**DOCUMENT**
= = = = = = =
Dans cette première tape, tu vas dans différents univers, quels sont les styles que tu préfères appréhender ?
Cette multiplicité musicale c’était pour montrer aux gens toute l’étendue de ma palette. Je ne souhaite pas prouver quelque chose, mais montrer que je sais faire plein de choses. Pour être transparent aussi, je me cherche encore. Là je prépare déjà la suite, et on retrouve encore cette identité où je passe du tout au tout. Je me cherche encore et c’est normal car je suis jeune (17 ans, ndlr). Les gens de mon âge se cherchent, chacun à sa manière. Mais je ne veux pas me prendre la tête, je kiffe tout faire et chaque heure de studio est un vrai plaisir. Si je sens qu’il y a un mauvais mood, on arrête et on change de prod, sauf dans le cas où il y a des échéances et des délais, mais sinon ça ne sert à rien de forcer, mieux vaut partir sur autre chose.
Réaliser une feat-tape peut être très complexe notamment dans l’enregistrement des morceaux, comment ça s’est passé ?
Chaque morceau a son univers et rien n’a été fait à distance. Après, il y a eu des arrangements où on se donne des modifications au téléphone, mais tout a été fait au studio. Par exemple, Fianso était à un moment à Nice, on est descendu pour le faire ensemble afin d’éviter de le faire à distance. Je trouve qu’un morceau fait à distance peut vraiment se ressentir dans sa version finale, il peut manquer d’alchimie. Chaque artiste du projet avait son univers, et chaque moment de studio était incroyable. Il y en a pas un avec qui j’ai préféré bosser. Par contre en termes d’apprentissage et d’expérience, j’ai énormément appris avec Fianso et L’Algérino.
= = = = = = =
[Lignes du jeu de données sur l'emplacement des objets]
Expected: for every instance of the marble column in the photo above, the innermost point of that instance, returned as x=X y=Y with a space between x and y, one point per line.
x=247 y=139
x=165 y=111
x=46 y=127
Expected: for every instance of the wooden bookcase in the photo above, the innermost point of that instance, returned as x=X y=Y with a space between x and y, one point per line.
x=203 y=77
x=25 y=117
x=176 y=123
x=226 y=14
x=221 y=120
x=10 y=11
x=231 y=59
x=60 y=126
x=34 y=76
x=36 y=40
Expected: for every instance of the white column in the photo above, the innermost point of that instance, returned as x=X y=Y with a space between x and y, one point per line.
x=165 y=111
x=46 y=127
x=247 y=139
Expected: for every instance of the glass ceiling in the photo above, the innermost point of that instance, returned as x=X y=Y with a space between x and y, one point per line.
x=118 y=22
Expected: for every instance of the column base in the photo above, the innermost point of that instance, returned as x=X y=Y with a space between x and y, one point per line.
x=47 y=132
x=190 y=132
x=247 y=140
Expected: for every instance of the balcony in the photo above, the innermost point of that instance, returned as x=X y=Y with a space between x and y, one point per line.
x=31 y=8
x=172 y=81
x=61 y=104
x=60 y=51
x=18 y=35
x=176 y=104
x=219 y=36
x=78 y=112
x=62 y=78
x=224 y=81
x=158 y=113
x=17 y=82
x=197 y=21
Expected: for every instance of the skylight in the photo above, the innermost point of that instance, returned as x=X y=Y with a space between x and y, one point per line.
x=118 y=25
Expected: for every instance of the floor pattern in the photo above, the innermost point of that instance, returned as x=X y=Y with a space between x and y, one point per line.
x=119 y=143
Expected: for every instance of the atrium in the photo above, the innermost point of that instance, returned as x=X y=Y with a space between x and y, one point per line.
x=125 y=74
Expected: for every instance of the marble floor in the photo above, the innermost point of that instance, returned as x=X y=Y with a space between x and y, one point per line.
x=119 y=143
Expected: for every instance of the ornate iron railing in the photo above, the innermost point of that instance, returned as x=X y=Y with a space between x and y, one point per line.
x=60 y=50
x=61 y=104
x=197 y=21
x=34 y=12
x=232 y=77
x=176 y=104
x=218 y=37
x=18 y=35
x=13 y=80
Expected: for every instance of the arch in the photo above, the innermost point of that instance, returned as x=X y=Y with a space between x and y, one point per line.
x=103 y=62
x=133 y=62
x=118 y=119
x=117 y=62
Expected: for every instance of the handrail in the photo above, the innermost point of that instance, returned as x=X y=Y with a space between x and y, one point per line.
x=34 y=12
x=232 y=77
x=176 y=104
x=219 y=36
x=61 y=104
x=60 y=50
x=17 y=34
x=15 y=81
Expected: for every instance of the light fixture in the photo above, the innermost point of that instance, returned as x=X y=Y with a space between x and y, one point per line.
= = = = = = =
**TRAVAIL DEMANDÉ**
**a.** D'après l'entretien, dans quelle ville l'artiste s'est-il rendu pour enregistrer avec Fianso ?
**b.** Pour chacune des affirmations suivantes, indiquez si elle est conforme à l'entretien, et justifiez par les mots décisifs du texte cités tels quels : (i) certains morceaux de la feat-tape ont été enregistrés à distance ; (ii) l'artiste affirme avoir beaucoup appris avec Fianso et L'Algérino ; (iii) quand l'ambiance est mauvaise en studio, l'artiste continue sur la même prod.

**LISTE DES SOLUTIONS**
**a.** À Nice.

**b.**
(i) Non : « rien n’a été fait à distance ».
(ii) Oui : « j’ai énormément appris avec Fianso et L’Algérino ».
(iii) Non : « Si je sens qu’il y a un mauvais mood, on arrête et on change de prod ».